■ **CONSIGNE A**:
Pouvez-vous retaper mot pour mot le passage du texte sur le Canada qui commence à "Le pouvoir actuel" et se termine à "caprice du moment." ?

■ **TEXTE FOURNI**:
---
Premier, Deuxième et autres Principes

Le pouvoir actuel à Ottawa n'est plus une affaire de partis politiques mais de représentations régionales

Tribune libre 2008



Face à la crise qui secoue Ottawa et tout le Canada, Madame Pauline Marois propose la souveraineté comme solution.

Telle que suggérée, cette solution est proposée comme mesure plus ou moins transitoire puisque c'est la crise qui la provoque, alors qu'en réalité, le statut d'État reconnu, non seulement pour le Québec mais aussi pour les autres provinces, s'impose comme solution naturelle et permanente pour un "pays" qui est en fait un continent.

C'est une affaire de continuités, non de caprice du moment.

Le Canada est un continent. Il faut s'en rendre compte. Regardez et étudiez les cartes. Voyez l'immensité de sa superficie. la présence de trois océans qui l'entourent, le caractère gigantesque du bouclier Précambrien, qui fait obstacle aux communications entre le nord et le sud, l'est et l'ouest. Aussi étendu que l'Europe mais manquant d'espaces oékoumènes, bas, plats, arables, avec un climat qui permettrait deux ou trois récoltes par année, le Québec et le Canada se prêtent davantage aux formations politiques locales que les Balkans, dont les communications naturelles sont meilleures et dont l'histoire est beaucoup plus ancienne, à cause des communications précisément.

Les gens s'agglomèrent là où les communications par eau sont faciles et où on trouve de quoi manger en quantité suffisante. C'est la nature: ce n'est pas une affaire d'idées pour les idées ni d'idéologies en "isme", n'en déplaise aux savantasses qui pullulent jusque dans les institutions du "haut savoir".

Tout le Canada, aussi étendu que l'Europe, n'a pas même la population de la Californie (37,000,000 vs 31,000,000). Le Québec à lui seul est aussi étendu que la Scandinavie et n'a pas même la population de la Suède ( 9,000,000 vs 7,500.000). L'Ontario, presqu'aussi étendu que le Québec, a cing millions d'habitants de plus que le Québec et son budget dépasse celui de l'Australie.
---
Données de segmentation
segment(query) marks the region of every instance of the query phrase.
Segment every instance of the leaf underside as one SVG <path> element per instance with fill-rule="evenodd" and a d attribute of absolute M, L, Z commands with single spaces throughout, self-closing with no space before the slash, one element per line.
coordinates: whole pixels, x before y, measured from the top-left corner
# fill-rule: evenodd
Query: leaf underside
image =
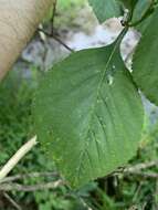
<path fill-rule="evenodd" d="M 88 0 L 88 2 L 101 23 L 109 18 L 117 18 L 123 14 L 118 0 Z"/>
<path fill-rule="evenodd" d="M 72 187 L 125 165 L 140 139 L 141 101 L 115 44 L 73 53 L 36 92 L 39 140 Z"/>
<path fill-rule="evenodd" d="M 158 9 L 148 23 L 133 60 L 133 76 L 144 94 L 158 105 Z"/>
---
■ **CONSIGNE B**:
Pourriez-vous convertir en tableau Markdown, avec les colonnes « Numéro » et « Ligne », les lignes des entrées en commençant au début des entrées et en terminant par la ligne qui contient "101 23 L 109", incluse, sans les lignes vides ni les images ?

■ **RÉPONSE FINALE A**:
Le pouvoir actuel à Ottawa n'est plus une affaire de partis politiques mais de représentations régionales

Tribune libre 2008



Face à la crise qui secoue Ottawa et tout le Canada, Madame Pauline Marois propose la souveraineté comme solution.

Telle que suggérée, cette solution est proposée comme mesure plus ou moins transitoire puisque c'est la crise qui la provoque, alors qu'en réalité, le statut d'État reconnu, non seulement pour le Québec mais aussi pour les autres provinces, s'impose comme solution naturelle et permanente pour un "pays" qui est en fait un continent.

C'est une affaire de continuités, non de caprice du moment.

■ **RÉPONSE FINALE B**:
| Numéro | Ligne |
|---|---|
| 1 | segment(query) marks the region of every instance of the query phrase. |
| 2 | Segment every instance of the leaf underside as one SVG <path> element per instance with fill-rule="evenodd" and a d attribute of absolute M, L, Z commands with single spaces throughout, self-closing with no space before the slash, one element per line. |
| 3 | coordinates: whole pixels, x before y, measured from the top-left corner |
| 4 | # fill-rule: evenodd |
| 5 | Query: leaf underside |
| 6 | image = |
| 7 | <path fill-rule="evenodd" d="M 88 0 L 88 2 L 101 23 L 109 18 L 117 18 L 123 14 L 118 0 Z"/> |